EXERCISE REQUIREMENTS -> When you write out the listing, keep every word as it stands and drop the pictures.

EXERCISE INPUT ->
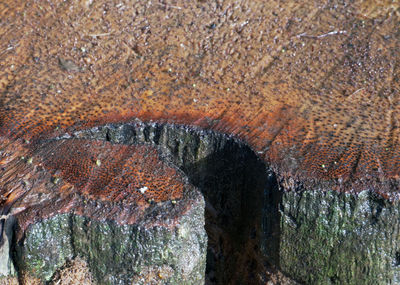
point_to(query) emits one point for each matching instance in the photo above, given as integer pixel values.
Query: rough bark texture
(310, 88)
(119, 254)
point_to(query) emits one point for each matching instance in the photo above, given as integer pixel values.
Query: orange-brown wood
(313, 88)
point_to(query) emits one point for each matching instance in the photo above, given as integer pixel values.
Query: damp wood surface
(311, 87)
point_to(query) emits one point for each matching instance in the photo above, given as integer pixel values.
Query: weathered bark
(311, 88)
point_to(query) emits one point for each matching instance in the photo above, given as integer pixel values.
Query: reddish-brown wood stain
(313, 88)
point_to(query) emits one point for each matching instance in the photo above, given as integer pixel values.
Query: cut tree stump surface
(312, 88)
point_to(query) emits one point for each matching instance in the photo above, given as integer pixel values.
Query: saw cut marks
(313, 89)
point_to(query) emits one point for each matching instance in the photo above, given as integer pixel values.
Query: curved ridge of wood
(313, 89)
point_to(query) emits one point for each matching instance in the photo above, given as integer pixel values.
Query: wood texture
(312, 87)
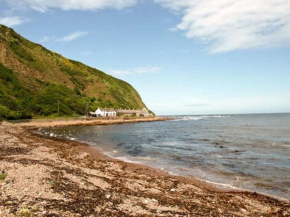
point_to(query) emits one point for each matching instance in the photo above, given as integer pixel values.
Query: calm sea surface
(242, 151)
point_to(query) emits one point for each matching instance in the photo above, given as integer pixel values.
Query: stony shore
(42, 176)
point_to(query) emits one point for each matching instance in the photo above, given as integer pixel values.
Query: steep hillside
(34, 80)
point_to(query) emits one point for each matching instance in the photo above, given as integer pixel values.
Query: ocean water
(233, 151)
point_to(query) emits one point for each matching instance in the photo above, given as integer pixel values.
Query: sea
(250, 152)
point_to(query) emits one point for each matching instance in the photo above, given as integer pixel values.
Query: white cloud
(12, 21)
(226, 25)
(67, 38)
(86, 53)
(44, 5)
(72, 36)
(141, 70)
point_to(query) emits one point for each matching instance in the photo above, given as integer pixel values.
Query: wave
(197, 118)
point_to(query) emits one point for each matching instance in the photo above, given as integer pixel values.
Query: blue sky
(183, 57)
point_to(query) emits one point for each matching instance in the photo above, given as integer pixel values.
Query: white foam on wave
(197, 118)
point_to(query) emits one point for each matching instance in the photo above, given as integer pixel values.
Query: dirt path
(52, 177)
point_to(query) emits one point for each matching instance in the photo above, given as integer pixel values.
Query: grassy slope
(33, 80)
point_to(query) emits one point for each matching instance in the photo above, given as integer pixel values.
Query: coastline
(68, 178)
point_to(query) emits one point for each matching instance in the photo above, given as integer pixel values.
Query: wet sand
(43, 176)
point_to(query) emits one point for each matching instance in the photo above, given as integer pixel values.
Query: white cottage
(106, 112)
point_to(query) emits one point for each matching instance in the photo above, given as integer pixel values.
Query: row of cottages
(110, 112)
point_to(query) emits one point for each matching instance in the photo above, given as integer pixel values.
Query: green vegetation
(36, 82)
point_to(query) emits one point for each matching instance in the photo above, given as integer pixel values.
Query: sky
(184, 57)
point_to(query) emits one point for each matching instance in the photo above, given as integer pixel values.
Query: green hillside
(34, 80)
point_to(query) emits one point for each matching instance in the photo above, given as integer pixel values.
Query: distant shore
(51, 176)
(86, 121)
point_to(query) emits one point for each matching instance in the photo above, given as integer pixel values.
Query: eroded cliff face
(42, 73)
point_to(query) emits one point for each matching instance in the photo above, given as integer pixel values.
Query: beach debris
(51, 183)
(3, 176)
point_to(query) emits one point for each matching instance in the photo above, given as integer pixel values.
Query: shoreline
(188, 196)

SOLUTION ->
point_to(query) emits one point for each matching instance in the photo above, given as integer pixel values.
Query: rough bark texture
(310, 88)
(119, 254)
point_to(query) emits one point for each matching instance in the photo above, given as integer pixel values.
Query: orange-brown wood
(313, 88)
point_to(query) emits one point for each matching instance in the photo above, given as integer pixel values.
Query: damp wood surface
(311, 87)
point_to(query) emits one point for each matching instance in the photo above, given as integer pixel values.
Query: weathered bark
(311, 88)
point_to(query) emits one point for each matching instance in the photo above, given as integer pixel values.
Query: reddish-brown wood stain
(313, 88)
point_to(query) emits one point for each matching instance in the photo above, given as integer pixel values.
Query: cut tree stump surface
(312, 88)
point_to(query) emits one point for each matching instance in the photo above, given as integer pixel values.
Query: saw cut marks
(313, 89)
point_to(query) emits one point for each matching instance in the photo above, given as integer pixel values.
Query: curved ridge of wood
(313, 89)
point_to(query) emits one point for each matching instance in the photo above, given as integer pixel values.
Query: wood texture
(312, 87)
point_to(query) emits one point for each matching instance in the photo above, given as integer pixel values.
Query: calm sea surface
(242, 151)
point_to(query) emits one point for each matching instance in the photo above, given as integer pixel values.
Query: stony shore
(42, 176)
point_to(query) emits one point for each matching instance in the photo above, given as integer pixel values.
Query: steep hillside
(34, 80)
point_to(query) emits one point for each matching instance in the photo above, given as integer pixel values.
Query: ocean water
(233, 151)
point_to(query) emits one point for each matching instance in the photo above, given as integer pixel values.
Query: sea
(250, 152)
point_to(query) emits one point for each matching instance in the photo above, given as integer pixel values.
Query: white cloud
(12, 21)
(226, 25)
(67, 38)
(86, 53)
(44, 5)
(72, 36)
(141, 70)
point_to(query) emits one point for each matching instance in the photo above, given as integer pixel values.
Query: wave
(197, 118)
point_to(query) emits one point for each matching instance in the photo above, given as integer pixel values.
Query: blue sky
(183, 57)
point_to(query) emits one point for each matching instance in the photo above, given as integer pixel values.
Query: white foam on wave
(197, 118)
point_to(query) emits one point for each matching instance in the photo above, given as integer pixel values.
Query: dirt path
(52, 177)
point_to(query) emits one point for each matching instance in the photo above, given as integer pixel values.
Query: grassy slope
(33, 80)
point_to(query) emits one point for each matching instance in the photo above, given as integer pixel values.
Query: coastline
(68, 178)
point_to(query) emits one point for each matching instance in the photo above, given as integer pixel values.
Query: wet sand
(43, 176)
point_to(query) emits one point for each matching instance in the photo above, given as integer pixel values.
Query: white cottage
(106, 112)
point_to(query) emits one point for each matching instance in the photo above, given as integer pixel values.
Query: row of cottages
(110, 112)
point_to(query) emits one point for each matching instance in the photo above, given as integer pixel values.
Query: green vegetation
(36, 82)
point_to(query) emits one point for each matching instance in the photo above, given as integer pixel values.
Query: sky
(184, 57)
point_to(query) emits one point for each matching instance in the photo above, given as integer pixel values.
Query: green hillside
(34, 80)
point_to(query) emits one point for each matching instance in the photo above, given as integer pixel values.
Query: distant shore
(51, 176)
(86, 121)
point_to(query) emits one point for each matching instance in the photo above, given as integer pixel values.
Query: eroded cliff face
(42, 73)
point_to(query) emits one point for each matching instance in the photo above, given as integer pixel values.
Query: beach debris
(51, 183)
(3, 176)
point_to(query) emits one point for each matching instance in the photo above, given as integer pixel values.
Query: shoreline
(188, 196)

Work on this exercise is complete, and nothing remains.